• PROVIDED INFORMATION
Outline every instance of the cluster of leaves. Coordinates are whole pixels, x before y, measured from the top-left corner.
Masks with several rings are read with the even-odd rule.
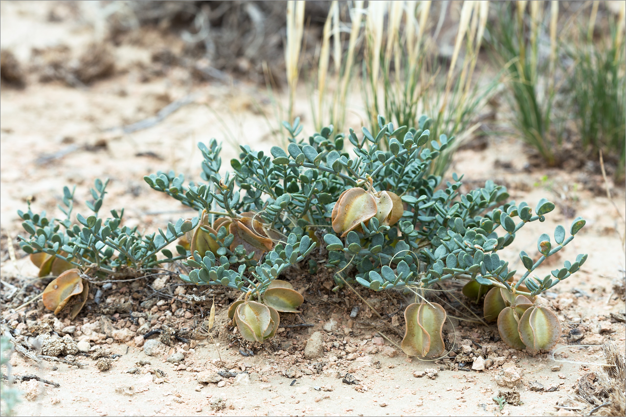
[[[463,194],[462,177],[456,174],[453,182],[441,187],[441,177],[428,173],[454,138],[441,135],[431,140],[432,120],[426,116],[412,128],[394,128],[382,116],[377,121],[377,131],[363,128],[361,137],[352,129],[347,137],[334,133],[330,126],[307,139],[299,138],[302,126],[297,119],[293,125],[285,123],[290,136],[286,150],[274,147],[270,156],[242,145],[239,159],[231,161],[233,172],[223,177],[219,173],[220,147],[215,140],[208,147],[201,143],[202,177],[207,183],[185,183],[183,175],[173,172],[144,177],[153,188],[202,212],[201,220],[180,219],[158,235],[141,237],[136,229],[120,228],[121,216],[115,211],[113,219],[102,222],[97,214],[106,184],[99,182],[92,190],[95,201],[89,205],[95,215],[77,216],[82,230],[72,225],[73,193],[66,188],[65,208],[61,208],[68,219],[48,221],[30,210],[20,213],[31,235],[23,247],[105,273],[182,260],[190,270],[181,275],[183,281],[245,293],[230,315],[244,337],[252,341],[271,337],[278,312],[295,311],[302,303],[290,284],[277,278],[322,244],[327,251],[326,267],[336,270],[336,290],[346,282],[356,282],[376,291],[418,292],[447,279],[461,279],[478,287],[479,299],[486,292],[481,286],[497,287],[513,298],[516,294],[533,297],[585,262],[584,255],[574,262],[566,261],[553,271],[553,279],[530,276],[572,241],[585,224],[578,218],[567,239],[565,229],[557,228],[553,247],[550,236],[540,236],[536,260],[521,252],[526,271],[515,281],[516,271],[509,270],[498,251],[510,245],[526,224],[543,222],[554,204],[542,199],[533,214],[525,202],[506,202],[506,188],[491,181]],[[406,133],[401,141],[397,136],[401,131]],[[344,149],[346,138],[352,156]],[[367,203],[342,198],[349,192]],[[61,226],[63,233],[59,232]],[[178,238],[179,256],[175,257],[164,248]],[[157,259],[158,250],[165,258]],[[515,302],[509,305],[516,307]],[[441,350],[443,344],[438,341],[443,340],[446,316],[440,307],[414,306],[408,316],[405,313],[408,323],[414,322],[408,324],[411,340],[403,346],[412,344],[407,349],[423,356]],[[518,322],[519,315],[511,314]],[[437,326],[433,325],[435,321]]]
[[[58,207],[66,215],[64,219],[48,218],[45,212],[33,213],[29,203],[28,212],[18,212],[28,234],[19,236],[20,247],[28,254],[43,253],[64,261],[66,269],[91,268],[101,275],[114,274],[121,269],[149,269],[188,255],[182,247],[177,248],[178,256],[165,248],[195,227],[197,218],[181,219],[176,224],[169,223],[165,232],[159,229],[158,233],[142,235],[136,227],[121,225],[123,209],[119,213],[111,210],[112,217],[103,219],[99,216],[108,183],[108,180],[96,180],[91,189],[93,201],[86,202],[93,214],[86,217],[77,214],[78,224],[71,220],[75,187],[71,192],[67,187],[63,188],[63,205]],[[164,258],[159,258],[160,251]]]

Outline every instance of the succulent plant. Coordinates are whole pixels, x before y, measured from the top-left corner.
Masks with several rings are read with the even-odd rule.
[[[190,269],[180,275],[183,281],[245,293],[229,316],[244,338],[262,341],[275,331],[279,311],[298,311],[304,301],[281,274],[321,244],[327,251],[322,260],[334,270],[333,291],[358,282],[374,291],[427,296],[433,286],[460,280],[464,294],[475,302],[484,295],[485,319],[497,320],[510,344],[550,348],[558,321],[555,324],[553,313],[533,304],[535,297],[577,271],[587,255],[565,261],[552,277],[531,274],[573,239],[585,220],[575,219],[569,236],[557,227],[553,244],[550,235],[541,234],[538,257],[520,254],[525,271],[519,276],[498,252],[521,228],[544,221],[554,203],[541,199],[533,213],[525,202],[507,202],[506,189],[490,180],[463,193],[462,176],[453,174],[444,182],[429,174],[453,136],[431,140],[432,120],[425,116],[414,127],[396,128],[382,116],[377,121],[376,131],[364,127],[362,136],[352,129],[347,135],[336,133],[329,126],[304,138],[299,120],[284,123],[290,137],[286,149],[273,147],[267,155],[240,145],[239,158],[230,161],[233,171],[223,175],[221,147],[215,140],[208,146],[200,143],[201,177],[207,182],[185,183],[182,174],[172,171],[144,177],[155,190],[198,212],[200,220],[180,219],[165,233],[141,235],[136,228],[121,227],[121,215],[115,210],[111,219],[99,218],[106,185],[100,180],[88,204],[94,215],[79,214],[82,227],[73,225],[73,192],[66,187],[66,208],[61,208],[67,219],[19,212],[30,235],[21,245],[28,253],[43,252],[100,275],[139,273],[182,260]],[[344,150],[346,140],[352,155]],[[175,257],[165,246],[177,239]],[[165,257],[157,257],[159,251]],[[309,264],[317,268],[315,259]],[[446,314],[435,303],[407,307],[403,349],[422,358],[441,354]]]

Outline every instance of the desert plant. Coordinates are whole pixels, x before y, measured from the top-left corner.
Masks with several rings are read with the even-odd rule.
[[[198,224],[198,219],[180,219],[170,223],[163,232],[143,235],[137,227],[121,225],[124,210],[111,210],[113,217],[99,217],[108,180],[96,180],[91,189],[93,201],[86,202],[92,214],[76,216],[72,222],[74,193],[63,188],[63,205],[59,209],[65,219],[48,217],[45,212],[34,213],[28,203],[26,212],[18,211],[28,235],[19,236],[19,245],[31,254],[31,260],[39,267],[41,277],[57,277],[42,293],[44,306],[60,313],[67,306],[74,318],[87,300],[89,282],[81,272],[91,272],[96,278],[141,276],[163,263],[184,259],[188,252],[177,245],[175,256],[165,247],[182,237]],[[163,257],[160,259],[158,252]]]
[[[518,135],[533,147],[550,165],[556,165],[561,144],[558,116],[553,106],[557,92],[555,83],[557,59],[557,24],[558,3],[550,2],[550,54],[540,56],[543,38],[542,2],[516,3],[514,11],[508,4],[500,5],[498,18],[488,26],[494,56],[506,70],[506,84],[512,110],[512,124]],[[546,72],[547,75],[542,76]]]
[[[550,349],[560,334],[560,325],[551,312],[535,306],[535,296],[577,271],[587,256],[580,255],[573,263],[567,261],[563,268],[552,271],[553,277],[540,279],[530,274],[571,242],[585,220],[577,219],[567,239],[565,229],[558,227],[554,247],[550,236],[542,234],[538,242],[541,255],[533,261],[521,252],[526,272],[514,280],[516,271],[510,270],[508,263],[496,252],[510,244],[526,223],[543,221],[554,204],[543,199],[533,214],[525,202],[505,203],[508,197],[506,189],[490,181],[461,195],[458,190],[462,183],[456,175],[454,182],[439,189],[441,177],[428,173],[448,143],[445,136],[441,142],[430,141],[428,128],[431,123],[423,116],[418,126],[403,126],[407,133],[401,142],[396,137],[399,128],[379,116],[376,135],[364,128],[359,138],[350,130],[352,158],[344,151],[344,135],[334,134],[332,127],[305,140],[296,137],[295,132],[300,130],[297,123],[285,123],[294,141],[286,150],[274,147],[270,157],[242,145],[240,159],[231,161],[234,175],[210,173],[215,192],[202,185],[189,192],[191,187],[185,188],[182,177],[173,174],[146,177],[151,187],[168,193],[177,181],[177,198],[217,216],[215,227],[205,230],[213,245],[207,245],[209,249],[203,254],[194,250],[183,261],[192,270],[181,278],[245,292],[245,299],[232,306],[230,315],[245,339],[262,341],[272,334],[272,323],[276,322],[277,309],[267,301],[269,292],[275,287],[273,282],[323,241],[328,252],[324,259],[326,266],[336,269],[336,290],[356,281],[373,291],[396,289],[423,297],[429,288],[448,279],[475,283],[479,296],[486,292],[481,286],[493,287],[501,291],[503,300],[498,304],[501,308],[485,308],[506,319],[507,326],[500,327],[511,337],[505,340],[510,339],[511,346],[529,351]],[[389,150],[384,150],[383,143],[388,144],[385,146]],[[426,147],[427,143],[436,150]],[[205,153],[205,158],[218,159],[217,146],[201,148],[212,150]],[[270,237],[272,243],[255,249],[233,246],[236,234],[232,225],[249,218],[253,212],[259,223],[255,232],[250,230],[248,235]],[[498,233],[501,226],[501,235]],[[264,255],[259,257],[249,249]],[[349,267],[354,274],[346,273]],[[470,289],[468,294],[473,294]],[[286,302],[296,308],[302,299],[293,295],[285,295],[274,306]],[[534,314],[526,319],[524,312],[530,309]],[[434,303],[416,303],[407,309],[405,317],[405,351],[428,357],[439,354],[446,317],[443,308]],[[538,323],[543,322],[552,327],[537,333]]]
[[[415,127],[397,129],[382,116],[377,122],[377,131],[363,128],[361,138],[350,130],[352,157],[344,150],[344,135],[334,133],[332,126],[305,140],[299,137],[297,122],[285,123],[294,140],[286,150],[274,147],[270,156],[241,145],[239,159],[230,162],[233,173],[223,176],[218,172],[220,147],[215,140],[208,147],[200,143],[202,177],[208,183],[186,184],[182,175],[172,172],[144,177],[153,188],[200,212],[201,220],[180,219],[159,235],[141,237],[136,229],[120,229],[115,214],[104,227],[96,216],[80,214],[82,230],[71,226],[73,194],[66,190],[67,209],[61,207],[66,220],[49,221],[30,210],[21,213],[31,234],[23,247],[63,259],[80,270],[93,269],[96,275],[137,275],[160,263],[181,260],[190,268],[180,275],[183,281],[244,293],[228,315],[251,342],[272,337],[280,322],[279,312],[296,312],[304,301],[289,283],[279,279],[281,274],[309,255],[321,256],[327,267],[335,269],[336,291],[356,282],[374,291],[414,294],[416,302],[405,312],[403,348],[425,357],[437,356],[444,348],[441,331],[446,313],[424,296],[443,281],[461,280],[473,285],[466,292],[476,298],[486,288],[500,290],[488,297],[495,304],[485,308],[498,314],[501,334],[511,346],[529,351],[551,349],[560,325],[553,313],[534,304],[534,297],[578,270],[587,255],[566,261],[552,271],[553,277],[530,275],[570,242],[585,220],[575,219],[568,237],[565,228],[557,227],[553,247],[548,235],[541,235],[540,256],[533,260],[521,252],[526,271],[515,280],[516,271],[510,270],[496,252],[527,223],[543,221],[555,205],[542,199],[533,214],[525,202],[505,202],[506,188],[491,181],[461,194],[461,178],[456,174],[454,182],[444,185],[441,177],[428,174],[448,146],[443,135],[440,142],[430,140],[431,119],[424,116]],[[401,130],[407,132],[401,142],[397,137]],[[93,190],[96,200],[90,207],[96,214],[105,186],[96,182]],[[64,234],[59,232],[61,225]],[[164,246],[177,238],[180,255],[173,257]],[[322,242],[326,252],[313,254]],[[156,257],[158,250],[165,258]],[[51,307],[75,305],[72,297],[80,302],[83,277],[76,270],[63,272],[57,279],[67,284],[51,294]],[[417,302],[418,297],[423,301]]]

---

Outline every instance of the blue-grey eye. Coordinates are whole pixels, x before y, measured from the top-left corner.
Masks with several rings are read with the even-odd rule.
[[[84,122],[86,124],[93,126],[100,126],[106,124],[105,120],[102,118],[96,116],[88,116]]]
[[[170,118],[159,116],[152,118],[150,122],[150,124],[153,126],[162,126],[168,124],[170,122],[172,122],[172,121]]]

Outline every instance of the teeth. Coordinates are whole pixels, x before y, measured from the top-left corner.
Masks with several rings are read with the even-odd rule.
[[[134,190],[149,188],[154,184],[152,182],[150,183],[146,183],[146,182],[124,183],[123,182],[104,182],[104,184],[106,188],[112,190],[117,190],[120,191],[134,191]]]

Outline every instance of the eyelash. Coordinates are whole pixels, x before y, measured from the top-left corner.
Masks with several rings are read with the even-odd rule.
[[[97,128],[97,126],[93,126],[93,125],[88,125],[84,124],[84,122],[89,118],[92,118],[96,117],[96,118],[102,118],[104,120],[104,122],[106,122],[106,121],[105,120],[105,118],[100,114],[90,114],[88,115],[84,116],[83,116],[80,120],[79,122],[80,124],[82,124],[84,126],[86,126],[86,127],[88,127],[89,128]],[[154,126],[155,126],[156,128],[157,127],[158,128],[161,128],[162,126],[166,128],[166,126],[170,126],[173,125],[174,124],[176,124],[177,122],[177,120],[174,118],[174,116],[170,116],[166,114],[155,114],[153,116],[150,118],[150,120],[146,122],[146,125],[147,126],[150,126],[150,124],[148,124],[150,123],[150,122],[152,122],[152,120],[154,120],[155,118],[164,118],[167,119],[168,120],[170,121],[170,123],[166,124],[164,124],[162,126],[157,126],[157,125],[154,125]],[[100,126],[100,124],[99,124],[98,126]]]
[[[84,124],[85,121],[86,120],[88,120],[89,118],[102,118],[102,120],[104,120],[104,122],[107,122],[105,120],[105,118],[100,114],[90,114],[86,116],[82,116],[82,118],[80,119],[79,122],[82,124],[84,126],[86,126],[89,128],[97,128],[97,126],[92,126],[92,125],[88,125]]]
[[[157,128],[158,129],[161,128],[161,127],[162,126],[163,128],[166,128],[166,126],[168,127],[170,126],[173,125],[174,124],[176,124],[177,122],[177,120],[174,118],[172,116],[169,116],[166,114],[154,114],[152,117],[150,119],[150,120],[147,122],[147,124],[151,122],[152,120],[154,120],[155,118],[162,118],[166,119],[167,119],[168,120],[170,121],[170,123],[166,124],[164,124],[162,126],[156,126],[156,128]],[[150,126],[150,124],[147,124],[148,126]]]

• OBJECTIVE
Report how many lines of the records contain the string "plant", counting only matches with the same case. Give only the number.

• FULL OUTPUT
2